What you will do - Continue the passage below about how a shopping assistant's dialog manager picks its next prompt, starting right after its last sentence.

Selection -

######

Since prompts to users that are not incisive (e.g., providing
information that could be determined without asking the user) are
known to annoy some users, some embodiments may use additional data
to narrow the field of possible search constraints to be expressly
given by a user. For example, the NLU component 214 has discerned
the user is interested in shopping for red nike shoes, and the
knowledge graph 808 indicates that men's athletic shoes and women's
athletic shoes are possible prompt subjects (among others).
[0122] However, additional data may be available that indicates
whether the user is interested in men's athletic shoes or women's
athletic shoes without asking. For example, the current user's
interaction history with the electronic marketplace may indicate
that most or all of the user's purchases have been for items
associated with women. That may be because the current user is a
woman performing another self-shopping mission, or perhaps because
the current user often performs gifting missions where the intended
target recipient is a woman, for example. Further, world knowledge
or other potentially relevant external contextual information may
adjust the weighting of prompt possibilities by dialog manager 216.
External data regarding locations, weather, costs, culture, and
occasions for example may play similar roles in adjusting the
determination of a next prompt for maximum incisiveness.
[0123] The intelligent personal assistant system 106 may therefore
conclude that the user is probably more interested in women's
athletic shoes than men's athletic shoes without generating a
prompt to confirm that point. The dialog manager 216 may thus
proceed to the next most likely-incisive prompt topic based on the
processed user inputs and the knowledge graph 808. In the example
of FIG. 11B, given that the user is interested in women's athletic
shoes and has already specified values for the attributes of brand
and color, the best candidate prompt may relate to the as-yet
unspecified attribute, style.
[0124] The dialog manager 216 may therefore simply ask the user
"What type of style do you prefer?" However, this approach does not
take advantage of the additional knowledge available regarding item
attribute values in the knowledge graph 808, whether from item
inventory data or past user interaction data. Therefore, in one
embodiment, the dialog manager may generate a prompt for additional
user input that also states alternatives that are available in the
knowledge graph 808 and/or may have association values available in
the knowledge graph 808.

######

Information provided -
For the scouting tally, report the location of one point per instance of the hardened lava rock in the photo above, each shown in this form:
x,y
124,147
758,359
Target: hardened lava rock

######

Answer to the exercise -
[0125] For example, prompt 1202 may instead ask the user "What type
of style do you prefer, such as sneakers or running shoes?" This
type of question prompt formulation both informs the user of
suggestions that may be relevant (e.g. due to inventory or past
user interaction behaviors) to a successful search and gathers
additional user input. Note that not all of the known item
attribute values in the knowledge graph need be suggested, and not
all edges directed between entries may have a specified score
value. As before, the intelligent personal assistant system 106 may
use other data to winnow the possibilities to those that are more
discerning.
[0126] Further, the dialog manager 216 may even provide suggested
precise user input phrasing that is likely to lead to a relevant
search result when used in a reply. For example, prompt 1202 may
instead ask the user "Would you like `sneaker style` or `running
shoe style`?". Such phrasing suggestions may lead to reply
(particularly a spoken reply) that has all of the remaining
as-yet-unspecified constraints in an easily processed form (e.g.,
"sneaker style" specifies both an attribute value of sneaker and an
attribute of style).
[0127] In another example, the dialog manager 216 may have enough
data from the analysis of the user inputs and from other data to
generate a prompt that makes suggestive item recommendations. In
this case, the dialog manager may have data indicating that the
user may be interested in sneakers. Rather than using a question
type prompt to directly confirm that, the dialog manager 216 may
proceed with a search and output text and/or images of a few
possibly relevant inventory items to the user. Prompt 1204 may thus
announce "I found these sneakers:" and show images of (or, more
generally, images characterizing) specific items or item groups
available for purchase. This approach makes it easy for a user who
provided a less than fully-constrained query to affirm or negate a
single suggestion type prompt. The affirmation may be verbal reply
or a selection of a particular displayed item, for example.
[0128] In another example, the dialog manager 216 may select a
prompt that comprises a validating statement, such as "I understand
you want to find red nike shoes" or "OK I can help you find red
nike shoes now" to conversationally lead the user to provide
further confirmatory and revelatory discussion of the dominant
object of user interest. This prompt type allows a user to resolve
ambiguities that the intelligent personal assistant system 106 may
not have been able to resolve automatically without asking question
type prompts that may cause confusion. This ambiguity may occur for
example if there are many unusual spelling errors in user textual
input, or if the user's speech was received in a noisy environment,
so that normalizing has not worked well.
[0129] The validating statement type prompt may also be of
particular utility when a user has provided an utterance that
indicates a change in user interest. That is, the bot may make a
validating statement to allow the user to confirm that a new search
mission has begun, and that the context of a previous search
mission is no longer applicable. For example, the bot that was
previously looking for red nike shoes may respond to a user input
regarding an umbrella with "OK let's look for an umbrella now
instead of red nike shoes." If the user did not intend to change
interest, there is a good chance the user will provide a more
detailed reply summarizing the relevant query terms to put the bot
"back on target".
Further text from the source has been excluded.